Records shown ::
-- start --
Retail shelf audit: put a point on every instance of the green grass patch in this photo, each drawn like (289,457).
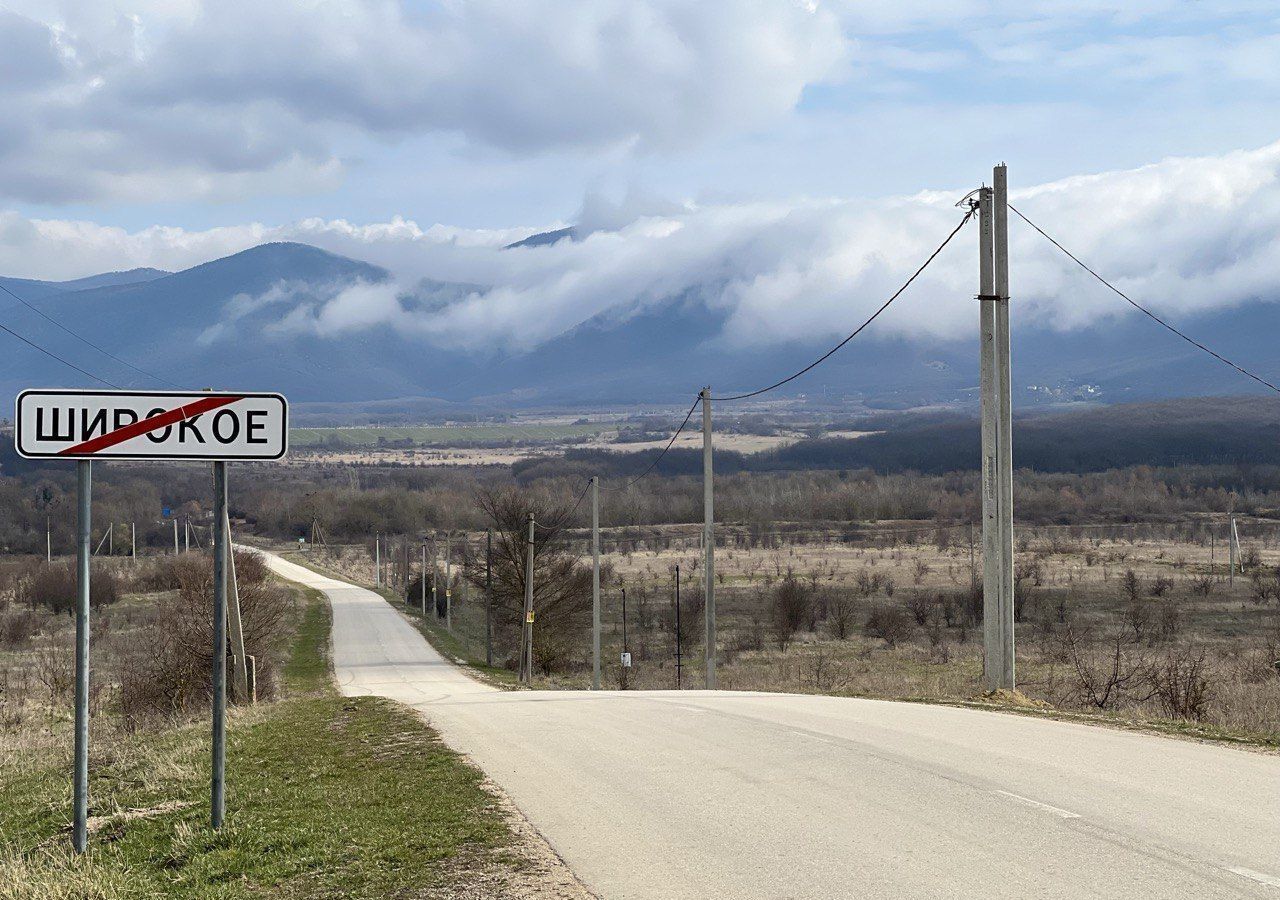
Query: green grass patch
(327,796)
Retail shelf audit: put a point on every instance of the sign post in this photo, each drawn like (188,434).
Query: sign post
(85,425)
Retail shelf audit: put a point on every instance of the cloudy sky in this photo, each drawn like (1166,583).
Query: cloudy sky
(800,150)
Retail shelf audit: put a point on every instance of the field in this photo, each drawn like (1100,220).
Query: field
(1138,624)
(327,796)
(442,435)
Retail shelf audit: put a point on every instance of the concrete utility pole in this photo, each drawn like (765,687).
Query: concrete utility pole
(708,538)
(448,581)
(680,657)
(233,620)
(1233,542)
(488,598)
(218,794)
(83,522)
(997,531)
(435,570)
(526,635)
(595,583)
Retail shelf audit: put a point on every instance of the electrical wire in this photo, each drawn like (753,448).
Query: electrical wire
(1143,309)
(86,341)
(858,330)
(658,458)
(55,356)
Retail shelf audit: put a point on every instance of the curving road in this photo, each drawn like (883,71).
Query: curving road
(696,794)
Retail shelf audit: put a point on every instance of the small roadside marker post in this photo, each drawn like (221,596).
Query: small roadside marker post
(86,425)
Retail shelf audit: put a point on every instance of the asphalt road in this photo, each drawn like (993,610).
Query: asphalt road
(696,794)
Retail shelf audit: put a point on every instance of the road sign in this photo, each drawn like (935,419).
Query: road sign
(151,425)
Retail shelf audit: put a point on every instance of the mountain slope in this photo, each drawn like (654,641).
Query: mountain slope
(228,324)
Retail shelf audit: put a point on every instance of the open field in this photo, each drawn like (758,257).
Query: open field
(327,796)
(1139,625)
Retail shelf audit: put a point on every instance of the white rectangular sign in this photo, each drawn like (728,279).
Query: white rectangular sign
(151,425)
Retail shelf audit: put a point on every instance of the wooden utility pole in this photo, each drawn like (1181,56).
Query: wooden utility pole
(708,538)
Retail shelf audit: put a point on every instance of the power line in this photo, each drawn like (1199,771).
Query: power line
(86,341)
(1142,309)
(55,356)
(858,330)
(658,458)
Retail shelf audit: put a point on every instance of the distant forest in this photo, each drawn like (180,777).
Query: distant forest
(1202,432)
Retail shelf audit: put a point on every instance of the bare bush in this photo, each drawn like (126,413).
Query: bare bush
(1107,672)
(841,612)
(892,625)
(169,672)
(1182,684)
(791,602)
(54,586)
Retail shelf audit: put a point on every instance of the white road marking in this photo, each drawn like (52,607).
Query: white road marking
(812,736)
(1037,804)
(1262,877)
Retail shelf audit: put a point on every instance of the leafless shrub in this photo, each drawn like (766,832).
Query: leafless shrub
-- end --
-- start --
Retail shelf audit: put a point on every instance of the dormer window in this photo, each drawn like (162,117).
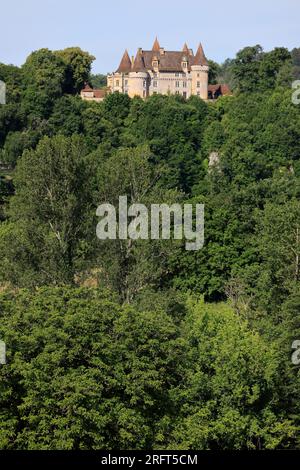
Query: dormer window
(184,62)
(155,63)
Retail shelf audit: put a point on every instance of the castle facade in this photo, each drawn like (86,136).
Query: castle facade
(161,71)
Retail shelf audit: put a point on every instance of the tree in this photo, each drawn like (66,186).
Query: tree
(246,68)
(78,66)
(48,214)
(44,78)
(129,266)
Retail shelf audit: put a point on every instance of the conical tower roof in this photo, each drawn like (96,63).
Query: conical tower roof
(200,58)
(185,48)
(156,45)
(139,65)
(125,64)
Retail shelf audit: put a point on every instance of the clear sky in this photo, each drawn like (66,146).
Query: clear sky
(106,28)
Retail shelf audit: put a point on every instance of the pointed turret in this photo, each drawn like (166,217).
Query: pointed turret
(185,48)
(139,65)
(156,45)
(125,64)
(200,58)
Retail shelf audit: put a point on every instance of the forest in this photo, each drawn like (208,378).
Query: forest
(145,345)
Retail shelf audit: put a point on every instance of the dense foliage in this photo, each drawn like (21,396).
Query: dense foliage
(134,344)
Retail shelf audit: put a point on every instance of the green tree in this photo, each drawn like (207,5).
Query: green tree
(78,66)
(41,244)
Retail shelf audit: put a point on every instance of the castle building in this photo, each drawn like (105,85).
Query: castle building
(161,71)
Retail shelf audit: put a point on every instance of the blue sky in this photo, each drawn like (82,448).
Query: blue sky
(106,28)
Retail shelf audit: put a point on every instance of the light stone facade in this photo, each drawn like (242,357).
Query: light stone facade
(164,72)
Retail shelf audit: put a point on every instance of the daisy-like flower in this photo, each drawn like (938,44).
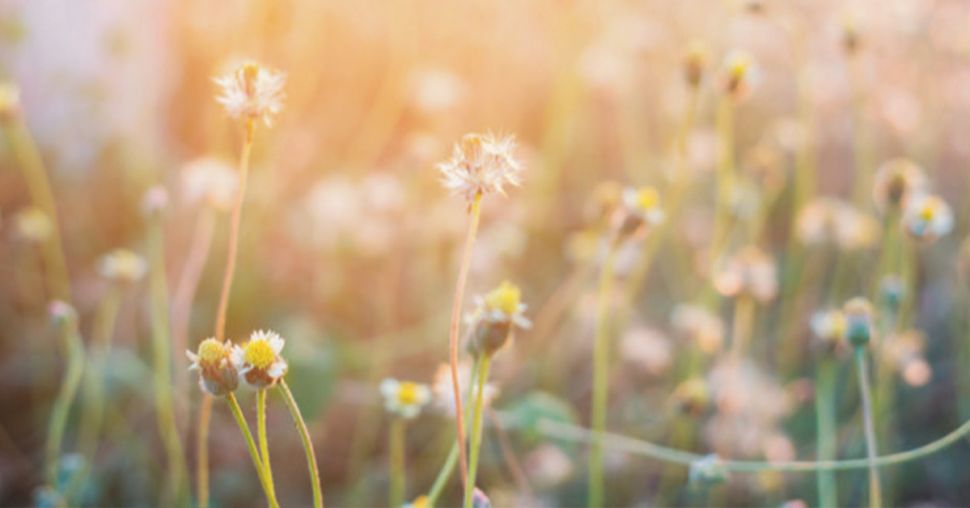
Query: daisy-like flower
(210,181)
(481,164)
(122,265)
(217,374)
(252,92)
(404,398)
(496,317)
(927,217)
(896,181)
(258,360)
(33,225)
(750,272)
-- end --
-- start --
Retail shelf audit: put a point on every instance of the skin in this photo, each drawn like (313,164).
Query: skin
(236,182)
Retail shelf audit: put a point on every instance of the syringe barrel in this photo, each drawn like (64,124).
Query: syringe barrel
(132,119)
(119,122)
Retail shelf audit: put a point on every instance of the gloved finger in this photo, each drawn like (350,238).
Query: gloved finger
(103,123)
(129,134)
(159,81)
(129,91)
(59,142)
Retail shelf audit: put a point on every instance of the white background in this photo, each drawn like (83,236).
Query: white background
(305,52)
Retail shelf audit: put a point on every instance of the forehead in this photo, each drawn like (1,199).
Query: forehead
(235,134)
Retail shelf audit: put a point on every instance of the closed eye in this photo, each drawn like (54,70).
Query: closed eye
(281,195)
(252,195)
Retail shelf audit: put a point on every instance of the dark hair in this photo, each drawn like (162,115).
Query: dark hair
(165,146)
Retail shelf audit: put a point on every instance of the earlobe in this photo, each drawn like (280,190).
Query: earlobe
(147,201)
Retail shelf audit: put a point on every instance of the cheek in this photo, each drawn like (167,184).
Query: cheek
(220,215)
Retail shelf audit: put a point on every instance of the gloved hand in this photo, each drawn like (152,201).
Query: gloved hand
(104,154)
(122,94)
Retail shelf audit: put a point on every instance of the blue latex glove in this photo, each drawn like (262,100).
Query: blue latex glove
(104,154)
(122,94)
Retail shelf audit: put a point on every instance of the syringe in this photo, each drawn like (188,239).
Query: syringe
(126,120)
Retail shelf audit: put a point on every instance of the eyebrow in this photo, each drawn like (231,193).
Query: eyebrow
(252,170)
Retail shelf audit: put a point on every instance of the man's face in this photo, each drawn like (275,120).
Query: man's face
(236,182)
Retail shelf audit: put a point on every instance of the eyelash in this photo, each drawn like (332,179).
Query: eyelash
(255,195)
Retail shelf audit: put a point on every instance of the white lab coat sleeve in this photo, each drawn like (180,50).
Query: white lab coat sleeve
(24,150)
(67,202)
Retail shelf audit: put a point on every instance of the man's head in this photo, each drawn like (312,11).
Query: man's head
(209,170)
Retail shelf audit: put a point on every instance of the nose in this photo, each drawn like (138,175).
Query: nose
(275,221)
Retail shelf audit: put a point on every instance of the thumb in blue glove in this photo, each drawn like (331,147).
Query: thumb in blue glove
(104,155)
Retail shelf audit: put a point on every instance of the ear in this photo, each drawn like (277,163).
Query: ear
-- end --
How many lines in the records above contain the string "thumb"? Case counts, so answer with the number alone.

2